**STATED EXERCISE**
Return every row below unchanged, word for word.
** start ENTRIES SUPPLIED **
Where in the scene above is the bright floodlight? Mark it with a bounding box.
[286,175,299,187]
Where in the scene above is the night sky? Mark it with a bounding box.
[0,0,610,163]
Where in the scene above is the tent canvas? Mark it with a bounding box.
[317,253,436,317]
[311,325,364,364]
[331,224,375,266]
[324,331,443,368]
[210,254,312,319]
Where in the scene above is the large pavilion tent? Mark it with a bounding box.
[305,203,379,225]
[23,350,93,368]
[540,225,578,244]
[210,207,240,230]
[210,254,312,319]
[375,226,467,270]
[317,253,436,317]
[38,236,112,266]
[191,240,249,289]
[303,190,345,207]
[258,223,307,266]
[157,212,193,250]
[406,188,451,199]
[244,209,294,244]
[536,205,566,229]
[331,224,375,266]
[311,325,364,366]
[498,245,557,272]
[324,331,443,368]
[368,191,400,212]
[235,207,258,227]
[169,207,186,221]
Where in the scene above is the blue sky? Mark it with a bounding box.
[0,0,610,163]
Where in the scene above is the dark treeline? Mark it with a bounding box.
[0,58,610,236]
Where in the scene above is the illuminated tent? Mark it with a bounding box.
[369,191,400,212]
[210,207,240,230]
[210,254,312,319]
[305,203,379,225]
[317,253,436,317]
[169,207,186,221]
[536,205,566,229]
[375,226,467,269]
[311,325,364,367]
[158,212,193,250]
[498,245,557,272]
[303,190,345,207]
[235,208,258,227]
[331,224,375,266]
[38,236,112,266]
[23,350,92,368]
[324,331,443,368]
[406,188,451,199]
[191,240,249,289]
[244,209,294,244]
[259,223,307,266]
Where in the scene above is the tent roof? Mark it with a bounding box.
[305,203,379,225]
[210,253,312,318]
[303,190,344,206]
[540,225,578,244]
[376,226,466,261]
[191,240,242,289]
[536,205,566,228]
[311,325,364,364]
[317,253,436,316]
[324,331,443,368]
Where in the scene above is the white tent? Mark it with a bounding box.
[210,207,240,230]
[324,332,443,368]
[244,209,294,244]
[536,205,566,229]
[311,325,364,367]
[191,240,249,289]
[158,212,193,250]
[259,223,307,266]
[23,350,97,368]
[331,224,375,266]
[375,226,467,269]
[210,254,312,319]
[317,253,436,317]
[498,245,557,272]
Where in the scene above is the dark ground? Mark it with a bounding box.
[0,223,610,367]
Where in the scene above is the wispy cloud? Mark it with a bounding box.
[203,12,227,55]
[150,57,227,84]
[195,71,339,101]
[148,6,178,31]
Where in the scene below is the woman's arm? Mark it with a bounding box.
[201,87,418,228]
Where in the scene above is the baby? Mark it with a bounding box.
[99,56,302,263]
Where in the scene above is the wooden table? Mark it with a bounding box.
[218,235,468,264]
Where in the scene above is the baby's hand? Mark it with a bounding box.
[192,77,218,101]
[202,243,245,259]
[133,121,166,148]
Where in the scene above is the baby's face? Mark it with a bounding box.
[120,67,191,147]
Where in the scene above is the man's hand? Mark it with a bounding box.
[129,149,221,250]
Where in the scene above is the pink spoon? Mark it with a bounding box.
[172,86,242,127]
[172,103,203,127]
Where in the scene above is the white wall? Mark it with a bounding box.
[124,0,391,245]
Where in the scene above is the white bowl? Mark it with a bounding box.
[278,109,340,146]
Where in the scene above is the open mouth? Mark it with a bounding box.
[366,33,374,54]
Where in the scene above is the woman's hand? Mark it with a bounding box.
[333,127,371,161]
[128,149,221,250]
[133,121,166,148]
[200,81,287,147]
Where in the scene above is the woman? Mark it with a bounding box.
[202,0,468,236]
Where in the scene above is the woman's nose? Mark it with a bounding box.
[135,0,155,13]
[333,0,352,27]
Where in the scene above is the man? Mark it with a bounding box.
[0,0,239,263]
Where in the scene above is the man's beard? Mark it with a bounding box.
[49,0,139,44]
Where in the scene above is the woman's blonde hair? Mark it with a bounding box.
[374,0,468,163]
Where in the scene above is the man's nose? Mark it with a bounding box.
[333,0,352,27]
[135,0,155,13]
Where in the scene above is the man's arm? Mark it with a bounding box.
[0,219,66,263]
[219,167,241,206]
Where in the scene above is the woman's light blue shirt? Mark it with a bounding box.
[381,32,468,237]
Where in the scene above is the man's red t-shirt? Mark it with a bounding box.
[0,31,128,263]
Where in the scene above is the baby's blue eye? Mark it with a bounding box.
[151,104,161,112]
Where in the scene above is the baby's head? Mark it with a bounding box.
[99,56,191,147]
** end ENTRIES SUPPLIED **
**ANSWER**
Where in the scene above is the bright floodlight? Mark it with a bounding box.
[286,175,299,187]
Where in the scene above is the night sky? Mark it with a bounding box.
[0,0,610,163]
Where in the scene above is the tent canvas? Mark it with a bounding box.
[317,253,436,317]
[311,325,364,364]
[331,224,375,266]
[324,331,443,368]
[210,254,312,319]
Where in the scene above is the large pavilion tent? Mark it with a bounding box.
[305,203,379,225]
[23,350,93,368]
[540,225,578,244]
[210,207,240,230]
[210,254,312,319]
[375,226,467,270]
[317,253,436,317]
[38,236,112,266]
[191,240,249,289]
[303,190,345,207]
[258,223,307,266]
[157,212,193,250]
[406,188,451,199]
[244,209,294,244]
[536,205,566,229]
[331,224,375,266]
[311,325,364,366]
[498,245,557,272]
[324,331,443,368]
[368,191,400,212]
[235,207,258,227]
[169,207,186,221]
Where in the scene above is the blue sky? Mark it with a bounding box.
[0,0,610,163]
Where in the scene above is the dark treeline? Mark it with a bounding box.
[0,58,610,236]
Where in the scene above is the illuminated tent? Mark it with a bounding box.
[369,191,400,212]
[210,207,240,230]
[210,254,312,319]
[305,203,379,225]
[317,253,436,317]
[169,207,186,221]
[536,205,566,229]
[375,226,467,269]
[311,325,364,367]
[158,212,193,250]
[498,245,557,272]
[303,190,345,207]
[235,208,258,227]
[331,224,375,266]
[38,236,112,266]
[23,350,92,368]
[324,331,443,368]
[406,188,451,199]
[191,240,249,289]
[244,209,294,244]
[259,223,307,266]
Where in the scene above is the tent roof? Mark it with a bounding box.
[305,203,379,225]
[210,253,312,318]
[303,190,344,206]
[540,225,578,244]
[376,226,466,261]
[191,240,242,289]
[536,205,566,228]
[311,325,364,364]
[317,253,436,316]
[324,331,443,368]
Where in the scene above is the white tent? Mark it with a bounding box.
[210,207,240,230]
[324,332,443,368]
[244,209,294,244]
[536,205,566,229]
[311,325,364,367]
[191,240,249,289]
[158,212,193,250]
[259,223,307,266]
[23,350,97,368]
[331,224,375,266]
[375,226,467,269]
[210,254,312,319]
[317,253,436,317]
[498,245,557,272]
Where in the scene above is the dark ground? Mark it with a bounding box.
[0,223,610,367]
Where in the scene above is the wispy cloud? Mark it with a bounding box.
[203,12,227,55]
[150,57,227,84]
[195,71,339,101]
[148,6,178,31]
Where in the scene below is the woman's arm? Mark it with a bounding box.
[201,87,418,228]
Where in the scene above is the baby? Mark it with a bounding box.
[99,56,302,263]
Where in the scene above is the wooden table? Mark it with a bounding box.
[218,235,468,264]
Where in the scene above is the baby's hand? Mark it with a bounding box.
[192,77,218,101]
[202,243,245,259]
[133,121,166,148]
Where in the scene above is the baby's face? Mark it with a bounding box.
[120,67,191,147]
Where in the scene above is the man's hand? Mark it with a bounding box.
[129,149,221,250]
Where in the scene above is the pink spoon? Mark it with a bounding box.
[172,86,242,127]
[172,103,203,127]
Where in the scene above is the white wall? Mark it with a bounding box.
[124,0,391,245]
Where in the scene above is the white bowl? Mark it with a bounding box.
[278,109,340,146]
Where in the scene above is the open mouth? Mark it with a bounding box.
[366,33,374,54]
Where in the scene above is the woman's hand? Mark it with a bounding box.
[333,127,371,161]
[128,149,221,250]
[133,121,166,148]
[200,81,287,147]
Where in the scene above is the woman? Mark it with a bounding box.
[202,0,468,236]
Where in the scene above is the woman's nose? Mark it with a bounding box.
[135,0,155,13]
[333,0,352,27]
Where in the scene above is the man? Mark it with a bounding box.
[0,0,239,263]
Where in the scene above is the man's beard? Mark it with a bounding box.
[49,0,139,44]
Where in the scene above is the woman's blonde hair? Mark it with a bounding box.
[374,0,468,163]
Where in the scene above is the man's nose? Mark it with a bounding box.
[333,0,352,27]
[135,0,155,13]
Where in the scene above is the man's arm? Mark it with a bounding box.
[0,219,66,263]
[219,167,241,206]
Where in the scene above is the woman's light blue shirt? Mark it with a bounding box.
[381,32,468,237]
Where in the scene above is the man's red t-shirt? Mark it with a bounding box.
[0,31,128,263]
Where in the scene above is the baby's blue eye? Mark it with a bounding box.
[151,104,161,112]
Where in the scene above is the baby's head? Mark it with a bounding box.
[99,56,191,147]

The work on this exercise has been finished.